How would you draw an elephant if you’d never seen one?

Medieval artists in Europe had to rely on oral and written descriptions of these fantastic beasts—which resulted in an amazing variety of depictions.

Published August 2, 2023

6 min read

For illustrators in medieval Europe, depicting animals like elephants that they’d never set eyes on was a key part of their task to shape the morality of humankind.

What mattered most was what such creatures represented in Christian spiritual terms—and so a lion might represent the virtues of strength and courage, while a snake and its venom could represent sin.

Such depictions appeared alongside biblical stories and in extraordinary illuminated manuscripts—including illustrated bestiaries—created by hand before printing became dominant in the 16th century.

And among the earliest medieval European representations of fantastic beasts were elephants. Their bond with their solitary children represented devotion, while stories of elephants taking care to be gentle around smaller animals symbolized kindness to others. Elephants were also said to represent the spiritual redemption of Jesus Christ, possibly because they had the strength to easily lift a person out of sin.

Short exercise A: Output the location identification rows from the line containing "For the evaluation set, point out every instance of the building" through the line containing "point(120, 71)", inclusive, as a Markdown table with the columns Number and Line. Skip blank lines.

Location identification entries
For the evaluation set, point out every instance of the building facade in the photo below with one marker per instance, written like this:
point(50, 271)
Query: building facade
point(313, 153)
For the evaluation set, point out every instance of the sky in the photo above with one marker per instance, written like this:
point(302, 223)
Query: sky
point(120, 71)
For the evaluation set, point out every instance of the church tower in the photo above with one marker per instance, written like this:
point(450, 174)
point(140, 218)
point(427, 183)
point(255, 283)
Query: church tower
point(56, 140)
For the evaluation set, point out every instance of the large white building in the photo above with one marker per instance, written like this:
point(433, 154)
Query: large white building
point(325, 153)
* * *
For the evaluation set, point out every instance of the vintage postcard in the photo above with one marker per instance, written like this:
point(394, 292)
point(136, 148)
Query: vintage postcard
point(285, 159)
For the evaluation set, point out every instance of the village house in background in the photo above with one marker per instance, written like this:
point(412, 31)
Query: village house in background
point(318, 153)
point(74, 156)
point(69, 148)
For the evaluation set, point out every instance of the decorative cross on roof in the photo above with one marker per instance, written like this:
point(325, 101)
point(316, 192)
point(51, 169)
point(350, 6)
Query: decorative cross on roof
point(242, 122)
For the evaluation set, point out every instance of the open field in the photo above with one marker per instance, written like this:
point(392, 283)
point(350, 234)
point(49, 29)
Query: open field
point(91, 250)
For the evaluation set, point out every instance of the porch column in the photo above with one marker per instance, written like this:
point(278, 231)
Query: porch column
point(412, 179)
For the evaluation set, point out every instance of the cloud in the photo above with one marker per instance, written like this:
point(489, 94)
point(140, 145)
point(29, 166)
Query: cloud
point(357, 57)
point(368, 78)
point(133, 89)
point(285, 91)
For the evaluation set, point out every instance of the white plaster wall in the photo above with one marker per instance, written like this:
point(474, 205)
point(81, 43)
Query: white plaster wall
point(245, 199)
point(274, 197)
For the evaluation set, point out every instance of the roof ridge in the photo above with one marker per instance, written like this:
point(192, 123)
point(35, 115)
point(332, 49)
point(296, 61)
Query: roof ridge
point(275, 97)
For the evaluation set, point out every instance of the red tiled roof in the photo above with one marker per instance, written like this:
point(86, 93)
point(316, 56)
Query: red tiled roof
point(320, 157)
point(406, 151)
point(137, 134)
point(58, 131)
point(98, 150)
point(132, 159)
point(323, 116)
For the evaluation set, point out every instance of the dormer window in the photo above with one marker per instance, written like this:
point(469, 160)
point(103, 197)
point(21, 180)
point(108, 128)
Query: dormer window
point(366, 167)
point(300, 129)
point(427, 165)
---
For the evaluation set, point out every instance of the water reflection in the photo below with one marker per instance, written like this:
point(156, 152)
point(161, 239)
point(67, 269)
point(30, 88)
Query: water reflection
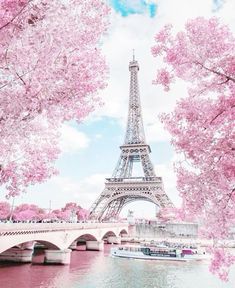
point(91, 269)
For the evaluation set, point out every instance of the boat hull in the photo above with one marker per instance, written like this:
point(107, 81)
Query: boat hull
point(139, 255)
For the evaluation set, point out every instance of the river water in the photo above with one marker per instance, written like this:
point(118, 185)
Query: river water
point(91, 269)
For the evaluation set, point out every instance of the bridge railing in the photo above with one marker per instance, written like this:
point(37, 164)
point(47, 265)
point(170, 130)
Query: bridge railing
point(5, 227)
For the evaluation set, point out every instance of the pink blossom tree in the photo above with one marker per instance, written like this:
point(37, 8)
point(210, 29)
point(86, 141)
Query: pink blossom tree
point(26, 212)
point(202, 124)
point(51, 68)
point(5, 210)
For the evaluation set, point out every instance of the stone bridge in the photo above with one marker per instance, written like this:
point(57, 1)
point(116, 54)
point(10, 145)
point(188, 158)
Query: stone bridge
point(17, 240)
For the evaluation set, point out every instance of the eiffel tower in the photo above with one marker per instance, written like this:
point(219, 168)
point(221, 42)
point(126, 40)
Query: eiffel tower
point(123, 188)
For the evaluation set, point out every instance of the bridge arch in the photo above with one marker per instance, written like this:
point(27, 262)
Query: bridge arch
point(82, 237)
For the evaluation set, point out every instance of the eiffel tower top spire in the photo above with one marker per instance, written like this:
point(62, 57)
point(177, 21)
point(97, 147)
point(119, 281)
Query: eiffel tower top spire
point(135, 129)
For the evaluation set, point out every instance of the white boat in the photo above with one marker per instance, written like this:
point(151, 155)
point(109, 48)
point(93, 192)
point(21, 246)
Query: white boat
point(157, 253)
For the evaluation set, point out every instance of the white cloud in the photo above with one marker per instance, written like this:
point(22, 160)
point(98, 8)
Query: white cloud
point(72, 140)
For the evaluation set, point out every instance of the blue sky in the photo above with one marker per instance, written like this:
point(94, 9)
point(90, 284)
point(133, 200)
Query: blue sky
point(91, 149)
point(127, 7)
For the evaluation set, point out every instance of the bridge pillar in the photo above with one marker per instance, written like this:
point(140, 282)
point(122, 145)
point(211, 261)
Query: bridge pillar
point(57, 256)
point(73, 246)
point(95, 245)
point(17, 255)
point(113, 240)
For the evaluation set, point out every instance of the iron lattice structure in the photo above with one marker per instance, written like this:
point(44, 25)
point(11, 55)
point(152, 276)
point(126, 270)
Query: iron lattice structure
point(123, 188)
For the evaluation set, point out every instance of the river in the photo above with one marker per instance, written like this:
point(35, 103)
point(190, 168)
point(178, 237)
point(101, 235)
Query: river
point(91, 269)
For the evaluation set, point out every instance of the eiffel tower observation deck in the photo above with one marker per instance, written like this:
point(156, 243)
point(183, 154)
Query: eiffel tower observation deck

Short exercise B: In the passage on medieval elephant drawings, rewrite the span between "What mattered most" and "could represent sin.", inclusive, and change "courage" to "valor".

Exercise solution A:
| Number | Line |
|---|---|
| 1 | For the evaluation set, point out every instance of the building facade in the photo below with one marker per instance, written like this: |
| 2 | point(50, 271) |
| 3 | Query: building facade |
| 4 | point(313, 153) |
| 5 | For the evaluation set, point out every instance of the sky in the photo above with one marker per instance, written like this: |
| 6 | point(302, 223) |
| 7 | Query: sky |
| 8 | point(120, 71) |

Exercise solution B:
What mattered most was what such creatures represented in Christian spiritual terms—and so a lion might represent the virtues of strength and valor, while a snake and its venom could represent sin.